● Given entries
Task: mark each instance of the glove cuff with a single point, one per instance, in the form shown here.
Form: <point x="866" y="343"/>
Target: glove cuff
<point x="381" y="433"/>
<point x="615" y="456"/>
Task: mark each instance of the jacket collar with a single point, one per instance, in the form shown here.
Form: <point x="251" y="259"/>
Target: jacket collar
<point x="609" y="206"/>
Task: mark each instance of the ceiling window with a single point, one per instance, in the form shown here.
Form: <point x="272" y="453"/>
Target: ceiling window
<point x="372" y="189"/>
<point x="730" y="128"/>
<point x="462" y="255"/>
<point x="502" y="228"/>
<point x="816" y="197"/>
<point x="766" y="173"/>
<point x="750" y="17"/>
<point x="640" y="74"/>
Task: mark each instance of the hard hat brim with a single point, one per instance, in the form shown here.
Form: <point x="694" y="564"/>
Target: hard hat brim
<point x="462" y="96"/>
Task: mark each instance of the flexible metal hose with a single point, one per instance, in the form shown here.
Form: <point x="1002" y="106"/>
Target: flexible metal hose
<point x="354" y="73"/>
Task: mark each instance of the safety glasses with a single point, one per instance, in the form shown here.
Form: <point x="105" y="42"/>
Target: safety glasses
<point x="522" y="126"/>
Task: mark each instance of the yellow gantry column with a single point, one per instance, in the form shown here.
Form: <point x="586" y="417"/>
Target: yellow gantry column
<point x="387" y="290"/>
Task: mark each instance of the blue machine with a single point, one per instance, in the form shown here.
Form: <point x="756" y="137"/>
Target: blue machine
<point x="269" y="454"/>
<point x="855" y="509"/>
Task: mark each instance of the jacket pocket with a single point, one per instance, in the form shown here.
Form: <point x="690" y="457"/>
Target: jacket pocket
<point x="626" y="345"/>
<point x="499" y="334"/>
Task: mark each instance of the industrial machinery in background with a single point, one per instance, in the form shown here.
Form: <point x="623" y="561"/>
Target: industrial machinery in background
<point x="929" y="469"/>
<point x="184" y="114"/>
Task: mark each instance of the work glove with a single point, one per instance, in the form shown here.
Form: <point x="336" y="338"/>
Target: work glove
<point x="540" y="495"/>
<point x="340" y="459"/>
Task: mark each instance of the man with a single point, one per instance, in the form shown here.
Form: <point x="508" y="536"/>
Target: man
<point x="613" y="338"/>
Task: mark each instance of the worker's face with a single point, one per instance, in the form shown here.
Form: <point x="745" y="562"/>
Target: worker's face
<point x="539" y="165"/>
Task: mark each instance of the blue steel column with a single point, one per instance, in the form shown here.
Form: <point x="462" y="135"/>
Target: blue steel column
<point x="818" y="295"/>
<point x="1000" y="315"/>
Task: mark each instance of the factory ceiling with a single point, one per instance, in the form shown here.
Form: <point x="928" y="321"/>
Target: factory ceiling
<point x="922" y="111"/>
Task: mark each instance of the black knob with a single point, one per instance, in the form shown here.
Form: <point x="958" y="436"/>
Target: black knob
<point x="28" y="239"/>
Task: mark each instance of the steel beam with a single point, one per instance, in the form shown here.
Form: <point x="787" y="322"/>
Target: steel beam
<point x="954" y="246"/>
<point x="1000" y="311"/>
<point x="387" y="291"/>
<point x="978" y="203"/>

● Goal of the exercise
What the exercise needs is every record again, word for word.

● Task output
Task: mark each instance of the glove cuff with a single point, one per instance, in the form shown here.
Form: <point x="866" y="343"/>
Target: glove cuff
<point x="381" y="433"/>
<point x="615" y="456"/>
Task: mark each instance of the jacket collar with a single point, one per instance, in the form shown here.
Form: <point x="251" y="259"/>
Target: jacket collar
<point x="609" y="206"/>
Task: mark each instance of the ceiling window with a single point, one per instance, in the form shown here.
Form: <point x="272" y="453"/>
Target: ceiling window
<point x="372" y="189"/>
<point x="730" y="128"/>
<point x="462" y="255"/>
<point x="502" y="228"/>
<point x="816" y="197"/>
<point x="766" y="173"/>
<point x="750" y="17"/>
<point x="640" y="74"/>
Task: mark each instance of the hard hat brim with a single point, one per instance, in the form shown here.
Form: <point x="694" y="564"/>
Target: hard hat brim
<point x="462" y="96"/>
Task: mark each instance of the flexible metal hose with a single point, one per instance, in the form shown here.
Form: <point x="1002" y="106"/>
Target: flexible metal hose
<point x="354" y="73"/>
Task: mark each instance of the safety glasses with a single point, one per instance, in the form shown here.
Form: <point x="105" y="42"/>
Target: safety glasses
<point x="522" y="126"/>
Task: mark each instance of the yellow gantry column with a single point, one per instance, in the form shown here.
Form: <point x="586" y="417"/>
Target: yellow gantry column
<point x="387" y="290"/>
Task: mark each instance of the blue machine with a single point, one per instance, in the form shown here.
Form: <point x="756" y="137"/>
Target: blue machine
<point x="269" y="454"/>
<point x="855" y="509"/>
Task: mark each instance of the jacket pocket with a single point, one per instance, in the form shown here.
Form: <point x="690" y="457"/>
Target: jacket pocket
<point x="626" y="345"/>
<point x="499" y="334"/>
Task: mark each instance of the industrial machinery in background with a single point, one per instance, in the form shown here.
Form: <point x="623" y="561"/>
Target: industrial machinery in background
<point x="929" y="469"/>
<point x="184" y="114"/>
Task: mark each instance of the work glove with a single point, one per instance, in the form shown here.
Form: <point x="336" y="338"/>
Target: work glove
<point x="540" y="495"/>
<point x="340" y="459"/>
Task: mark each instance of the man with a single point, one per instance, in the form shown here.
Form: <point x="508" y="536"/>
Target: man
<point x="613" y="338"/>
Task: mark each instance of the worker's face with a single point, one per instance, in the form shown here.
Form: <point x="745" y="562"/>
Target: worker's face
<point x="539" y="165"/>
Task: mark each instance of the blue steel column with a single point, one per instance, in the form shown here.
Form: <point x="462" y="135"/>
Target: blue steel column
<point x="818" y="295"/>
<point x="1000" y="315"/>
Task: mark each instance of the factory ceiling with a single point, one per instance, in the form shown here.
Form: <point x="928" y="321"/>
Target: factory ceiling
<point x="922" y="111"/>
Task: mark each instance of the black knob with a single point, one per instance, in the form shown here.
Form: <point x="958" y="436"/>
Target: black knob
<point x="28" y="239"/>
Task: mark each instance of the steel beam with a single point, one per instance, in the form shown here.
Form: <point x="787" y="322"/>
Target: steel beam
<point x="954" y="246"/>
<point x="1000" y="311"/>
<point x="387" y="291"/>
<point x="978" y="203"/>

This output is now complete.